4. The newly discovered evidence was merely impeaching in character, and not such as would likely cause a different result on another trial, and it was not error to deny the motion for new trial on this ground.
5. The appellant concedes that the evidence was sufficient to support the verdict.
ARGUED SEPTEMBER 9, 1969 — DECIDED NOVEMBER 7, 1969.
Kenneth Carol Spell appeals from his conviction of murder and sentence of life imprisonment, and from the denial of his motion for new trial, as amended.
1. The appellant enumerates as error the denial of his special plea to the arraignment. This plea asserted that: He filed a special plea of insanity, and a jury trying the issue found against the plea. His motion for new trial is pending, and should be disposed of prior to his arraignment on the indictment.
In Scoggins v. State, 150 Ga. 72 ( 102 S.E. 520), this court held that an accused person had no right to direct review from a finding against his special plea of insanity. The present appellate practice law authorizes a review only of a final judgment, except as to specified orders and judgments (which do not include a judgment on a special plea of insanity), unless the trial judge certifies an order, decision, or judgment for immediate review. Ga. L. 1965, p. 18; Ga. L. 1968, pp. 1072, 1073 ( Code Ann. § 6-701). The appellant does not contend that the trial judge has certified the judgment on the insanity plea for immediate review.
The appellant argues that under the present appellate practice procedure an appeal from the finding on the insanity plea acts as a supersedeas, since the notice of appeal in civil cases serves as a supersedeas (Ga. L. 1965, pp. 18, 22; Code Ann. § 6-1002), and this court in Bacon v. State, 222 Ga. 151, 153 ( 149 S.E.2d 111), held that the proceeding on a special plea of insanity is civil in nature. This argument overlooks the fact that the judgment in the insanity proceeding is not a judgment from which the appellant had a right of direct appeal unless the trial judge certified the judgment for immediate review.
The appellant relies on language in Brown v. State, 215 Ga. 784, 787 ( 113 S.E.2d 618), where this court held that the accused was entitled "to have such [insanity] plea disposed of legally before being arraigned on the indictment," to support his plea to the arraignment. The question made in the present case was not in the Brown case. In the Brown case the accused had been convicted of murder and he appealed from that conviction, also assigning error on the denial of his motion for new trial on his insanity plea. It was held that an erroneous instruction on the insanity trial made it error to deny the motion for new trial in the insanity proceeding, and because of this antecedent erroneous ruling, the conviction was contrary to law.

Collected data entries:

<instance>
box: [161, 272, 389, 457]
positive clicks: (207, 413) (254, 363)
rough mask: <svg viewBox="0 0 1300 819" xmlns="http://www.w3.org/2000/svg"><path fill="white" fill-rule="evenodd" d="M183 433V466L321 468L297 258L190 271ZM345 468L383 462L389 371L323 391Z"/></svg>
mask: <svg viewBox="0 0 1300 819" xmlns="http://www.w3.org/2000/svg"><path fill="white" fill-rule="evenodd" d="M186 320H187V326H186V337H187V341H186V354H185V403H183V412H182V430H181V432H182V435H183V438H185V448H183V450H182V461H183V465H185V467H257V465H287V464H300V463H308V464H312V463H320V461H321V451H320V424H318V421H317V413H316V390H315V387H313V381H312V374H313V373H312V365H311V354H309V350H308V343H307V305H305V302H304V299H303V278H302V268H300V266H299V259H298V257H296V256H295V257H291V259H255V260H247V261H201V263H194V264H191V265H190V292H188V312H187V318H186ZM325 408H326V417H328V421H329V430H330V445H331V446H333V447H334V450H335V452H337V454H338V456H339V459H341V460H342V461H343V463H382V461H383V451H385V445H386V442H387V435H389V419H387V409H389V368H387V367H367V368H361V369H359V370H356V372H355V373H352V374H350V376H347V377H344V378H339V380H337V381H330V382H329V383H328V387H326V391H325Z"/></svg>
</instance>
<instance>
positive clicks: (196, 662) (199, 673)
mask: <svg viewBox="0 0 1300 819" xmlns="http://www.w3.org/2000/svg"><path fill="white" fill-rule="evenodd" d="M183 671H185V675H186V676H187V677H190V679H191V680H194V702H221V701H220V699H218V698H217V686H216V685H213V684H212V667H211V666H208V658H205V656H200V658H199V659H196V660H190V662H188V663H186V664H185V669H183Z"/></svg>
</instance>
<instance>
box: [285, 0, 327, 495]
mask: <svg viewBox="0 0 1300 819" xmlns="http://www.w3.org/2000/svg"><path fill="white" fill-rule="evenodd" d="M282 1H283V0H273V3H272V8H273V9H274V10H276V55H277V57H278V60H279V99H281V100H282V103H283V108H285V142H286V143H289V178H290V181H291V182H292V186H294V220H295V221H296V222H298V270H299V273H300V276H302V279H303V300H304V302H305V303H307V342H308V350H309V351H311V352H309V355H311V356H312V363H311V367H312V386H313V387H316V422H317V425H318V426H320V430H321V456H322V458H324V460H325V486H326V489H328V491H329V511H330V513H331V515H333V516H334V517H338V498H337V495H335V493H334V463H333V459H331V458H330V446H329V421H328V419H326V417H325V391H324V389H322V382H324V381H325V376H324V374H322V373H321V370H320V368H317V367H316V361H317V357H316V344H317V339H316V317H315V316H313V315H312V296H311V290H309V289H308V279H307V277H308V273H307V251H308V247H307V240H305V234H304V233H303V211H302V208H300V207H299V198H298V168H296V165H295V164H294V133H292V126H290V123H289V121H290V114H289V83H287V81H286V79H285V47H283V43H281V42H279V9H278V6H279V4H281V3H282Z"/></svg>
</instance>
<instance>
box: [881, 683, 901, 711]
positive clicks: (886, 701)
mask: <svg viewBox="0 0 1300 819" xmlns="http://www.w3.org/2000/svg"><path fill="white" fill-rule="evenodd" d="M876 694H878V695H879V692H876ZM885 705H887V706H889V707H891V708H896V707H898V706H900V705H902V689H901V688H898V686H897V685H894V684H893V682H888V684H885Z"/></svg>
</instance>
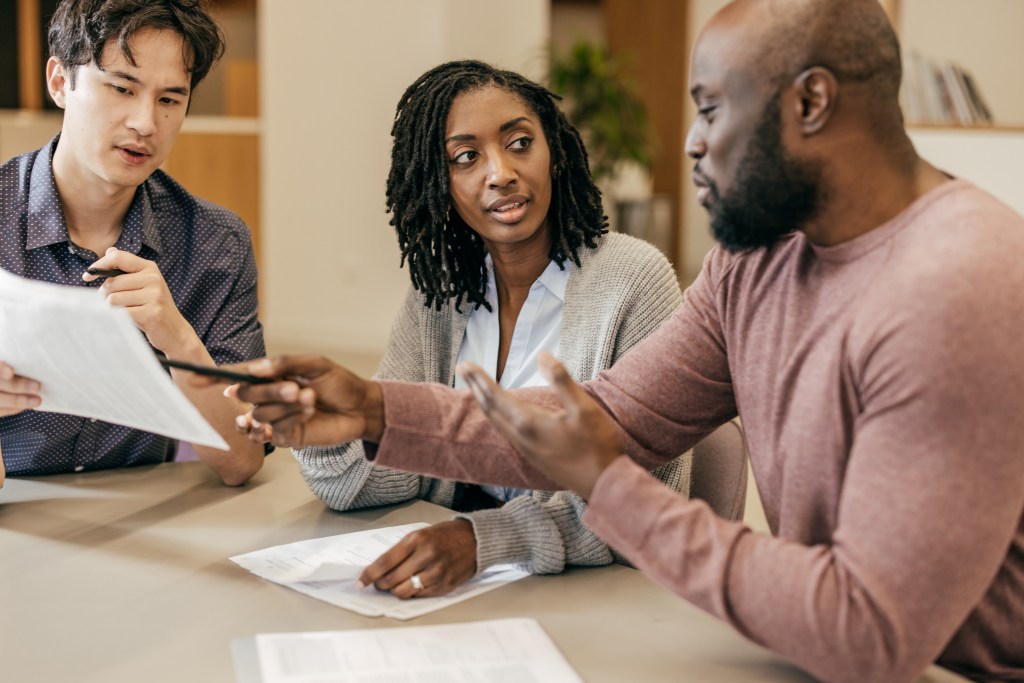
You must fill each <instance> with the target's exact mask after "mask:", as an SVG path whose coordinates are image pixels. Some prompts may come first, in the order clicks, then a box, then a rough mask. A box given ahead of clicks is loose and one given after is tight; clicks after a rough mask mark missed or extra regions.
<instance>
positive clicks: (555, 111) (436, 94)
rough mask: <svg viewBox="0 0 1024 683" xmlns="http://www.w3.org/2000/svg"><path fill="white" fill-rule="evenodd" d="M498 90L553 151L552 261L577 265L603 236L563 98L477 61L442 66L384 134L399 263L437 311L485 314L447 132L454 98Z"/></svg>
mask: <svg viewBox="0 0 1024 683" xmlns="http://www.w3.org/2000/svg"><path fill="white" fill-rule="evenodd" d="M486 86H496V87H499V88H502V89H503V90H507V91H508V92H511V93H513V94H515V95H516V96H518V97H520V98H521V99H522V100H523V102H525V103H526V105H527V106H529V108H530V109H531V110H532V111H534V113H535V114H537V116H538V118H539V119H540V121H541V128H542V129H543V130H544V135H545V137H546V138H547V140H548V146H549V147H550V148H551V164H552V180H551V182H552V191H551V207H550V208H549V210H548V228H549V230H550V232H551V253H550V255H551V258H552V260H554V261H555V262H556V263H558V265H559V266H560V267H563V266H564V262H565V259H571V260H572V262H574V263H575V264H577V265H579V264H580V256H579V252H580V249H581V248H582V247H584V246H586V247H589V248H594V247H596V246H597V241H598V239H599V238H600V236H601V234H603V233H604V232H606V231H607V217H606V216H605V215H604V212H603V209H602V207H601V191H600V190H599V189H598V188H597V186H596V185H595V184H594V181H593V179H592V178H591V175H590V169H589V166H588V163H587V151H586V148H585V147H584V144H583V140H582V139H581V137H580V133H579V132H578V131H577V129H575V128H573V127H572V125H571V124H570V123H569V122H568V120H566V118H565V115H564V114H563V113H562V112H561V110H560V109H558V105H557V103H556V100H558V99H560V97H559V96H558V95H556V94H554V93H553V92H551V91H550V90H548V89H547V88H545V87H544V86H542V85H540V84H538V83H535V82H534V81H530V80H529V79H527V78H525V77H523V76H521V75H519V74H516V73H514V72H510V71H503V70H500V69H496V68H495V67H492V66H489V65H486V63H483V62H482V61H476V60H462V61H449V62H446V63H443V65H440V66H439V67H435V68H433V69H431V70H430V71H428V72H427V73H425V74H424V75H423V76H421V77H420V78H418V79H417V80H416V82H415V83H413V85H411V86H409V88H408V89H407V90H406V92H404V93H403V94H402V96H401V99H399V100H398V106H397V109H396V111H395V116H394V125H393V127H392V128H391V137H392V138H393V144H392V147H391V169H390V171H389V172H388V178H387V210H388V211H389V212H390V213H391V220H390V224H391V225H393V226H394V228H395V231H396V232H397V234H398V244H399V247H400V249H401V262H402V263H403V264H404V263H406V262H408V263H409V271H410V278H411V279H412V281H413V287H415V288H416V289H417V290H419V291H420V292H422V293H423V294H424V295H425V298H426V301H425V304H426V305H427V306H428V307H429V306H434V307H435V308H437V309H438V310H439V309H440V307H441V305H442V304H443V303H444V301H446V300H449V299H455V307H456V310H459V309H460V306H461V304H462V302H463V301H464V300H465V301H468V302H469V303H470V304H473V305H474V306H481V305H482V306H484V307H485V308H487V309H489V308H490V306H489V305H488V304H487V301H486V271H485V268H484V258H485V256H486V253H485V250H484V246H483V242H482V241H481V240H480V238H479V237H478V236H477V234H476V233H475V232H474V231H473V230H472V229H471V228H470V227H469V226H468V225H466V224H465V222H464V221H463V220H462V218H460V217H459V215H458V212H455V211H450V206H451V196H450V185H449V164H447V157H446V155H445V150H444V130H445V126H446V124H447V116H449V112H450V111H451V109H452V102H453V101H454V100H455V98H456V97H457V96H459V95H460V94H462V93H464V92H467V91H472V90H477V89H479V88H482V87H486Z"/></svg>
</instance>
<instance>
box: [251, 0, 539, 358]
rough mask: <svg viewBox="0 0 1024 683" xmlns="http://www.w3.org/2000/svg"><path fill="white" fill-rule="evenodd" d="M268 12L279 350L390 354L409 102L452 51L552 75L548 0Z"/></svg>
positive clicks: (282, 7)
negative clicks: (397, 192)
mask: <svg viewBox="0 0 1024 683" xmlns="http://www.w3.org/2000/svg"><path fill="white" fill-rule="evenodd" d="M258 12H259V19H258V20H259V27H258V30H259V35H258V43H259V50H260V52H259V60H260V87H261V102H260V105H261V112H262V122H263V138H262V153H261V159H262V173H263V177H262V180H261V193H262V198H261V201H262V205H261V206H262V212H263V213H262V215H263V249H262V264H261V265H262V270H261V279H262V284H261V296H262V301H261V303H262V312H261V317H262V319H263V323H264V325H265V327H266V336H267V343H268V346H269V347H270V350H271V351H272V352H278V351H288V350H293V351H299V350H301V351H305V350H314V351H316V352H324V353H329V354H333V355H334V354H337V353H339V352H340V353H352V352H355V353H367V354H379V353H380V352H381V351H382V349H383V347H384V345H385V343H386V341H387V335H388V332H389V330H390V325H391V321H392V318H393V317H394V314H395V312H396V310H397V307H398V305H399V304H400V302H401V299H402V297H403V295H404V292H406V289H407V287H408V283H409V274H408V271H407V270H404V269H401V270H399V269H398V260H399V255H398V247H397V243H396V240H395V237H394V232H393V229H392V228H391V226H390V225H388V216H387V215H386V214H385V212H384V203H385V198H384V183H385V180H386V177H387V170H388V165H389V162H390V147H391V138H390V130H391V123H392V120H393V117H394V106H395V104H396V103H397V101H398V97H399V96H400V95H401V93H402V91H403V90H404V89H406V87H407V86H408V85H410V84H411V83H412V82H413V81H414V80H415V79H416V78H417V77H418V76H419V75H420V74H422V73H423V72H424V71H426V70H427V69H429V68H431V67H434V66H436V65H438V63H440V62H442V61H445V60H449V59H453V58H464V57H475V58H479V59H483V60H485V61H489V62H493V63H496V65H499V66H502V67H505V68H508V69H512V70H516V71H520V72H522V73H524V74H526V75H528V76H530V77H532V78H540V77H542V76H543V73H544V65H545V62H546V60H545V54H546V44H547V40H548V32H549V29H548V24H549V4H548V0H521V1H520V2H517V3H516V4H515V5H514V6H509V5H506V4H504V3H495V2H477V1H476V0H345V1H343V2H342V1H339V0H303V1H302V2H301V3H299V2H294V0H260V3H259V7H258Z"/></svg>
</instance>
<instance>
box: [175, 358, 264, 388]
mask: <svg viewBox="0 0 1024 683" xmlns="http://www.w3.org/2000/svg"><path fill="white" fill-rule="evenodd" d="M160 365H162V366H163V367H164V368H177V369H178V370H186V371H188V372H190V373H196V374H197V375H209V376H211V377H220V378H223V379H225V380H231V381H232V382H244V383H245V384H270V383H271V382H276V381H278V380H275V379H273V378H270V377H256V376H255V375H246V374H245V373H236V372H231V371H230V370H224V369H223V368H217V367H216V366H197V365H196V364H193V362H185V361H184V360H171V359H170V358H161V359H160Z"/></svg>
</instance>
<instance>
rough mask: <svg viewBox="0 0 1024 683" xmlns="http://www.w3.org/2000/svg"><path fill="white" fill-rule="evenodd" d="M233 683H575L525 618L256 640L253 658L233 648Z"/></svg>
mask: <svg viewBox="0 0 1024 683" xmlns="http://www.w3.org/2000/svg"><path fill="white" fill-rule="evenodd" d="M233 645H234V659H236V672H237V673H238V680H239V681H240V683H249V682H250V681H257V680H259V681H262V683H309V682H310V681H347V682H350V683H381V682H382V681H389V682H397V681H410V682H412V681H460V682H461V683H493V682H494V681H510V682H511V681H515V682H516V683H532V682H536V683H540V682H541V681H544V682H545V683H582V679H581V678H580V677H579V676H578V675H577V674H575V672H574V671H572V668H571V667H570V666H569V664H568V663H567V661H566V660H565V657H563V656H562V654H561V652H559V651H558V648H557V647H555V644H554V643H553V642H552V641H551V639H550V638H549V637H548V635H547V634H546V633H544V630H543V629H542V628H541V626H540V625H539V624H538V623H537V622H535V621H534V620H531V618H508V620H493V621H487V622H475V623H470V624H447V625H443V626H421V627H404V628H401V629H368V630H362V631H323V632H310V633H272V634H260V635H258V636H256V638H255V648H256V657H255V658H256V660H257V671H256V672H254V671H253V667H252V664H251V659H252V658H253V657H252V653H251V652H247V651H246V649H245V648H246V644H245V643H244V642H243V641H236V642H234V643H233Z"/></svg>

§ **REQUIRED ACTIONS**:
1. From the court opinion, return the passage starting with "1. The appellant" and going on through "on the indictment.".
2. Do the following statements agree with the court opinion? Answer yes or no for each, quoting the words of the opinion that decide it.
(a) Spell was sentenced to life imprisonment.
(b) The appellant contends that the trial judge certified the judgment on the insanity plea for immediate review.
(c) The appellant argues that the evidence was insufficient to support the verdict.
3. According to the court opinion, why does the appellant's argument that his appeal from the insanity finding acts as a supersedeas fail?

§ **PER-TASK OUTPUTS**:
1.
1. The appellant enumerates as error the denial of his special plea to the arraignment. This plea asserted that: He filed a special plea of insanity, and a jury trying the issue found against the plea. His motion for new trial is pending, and should be disposed of prior to his arraignment on the indictment.

2.
(a) Yes: "Kenneth Carol Spell appeals from his conviction of murder and sentence of life imprisonment."
(b) No: "The appellant does not contend that the trial judge has certified the judgment on the insanity plea for immediate review."
(c) No: "The appellant concedes that the evidence was sufficient to support the verdict."

3. The argument overlooks the fact that the judgment in the insanity proceeding is not one from which the appellant had a right of direct appeal. He would have had that right only if the trial judge had certified the judgment for immediate review.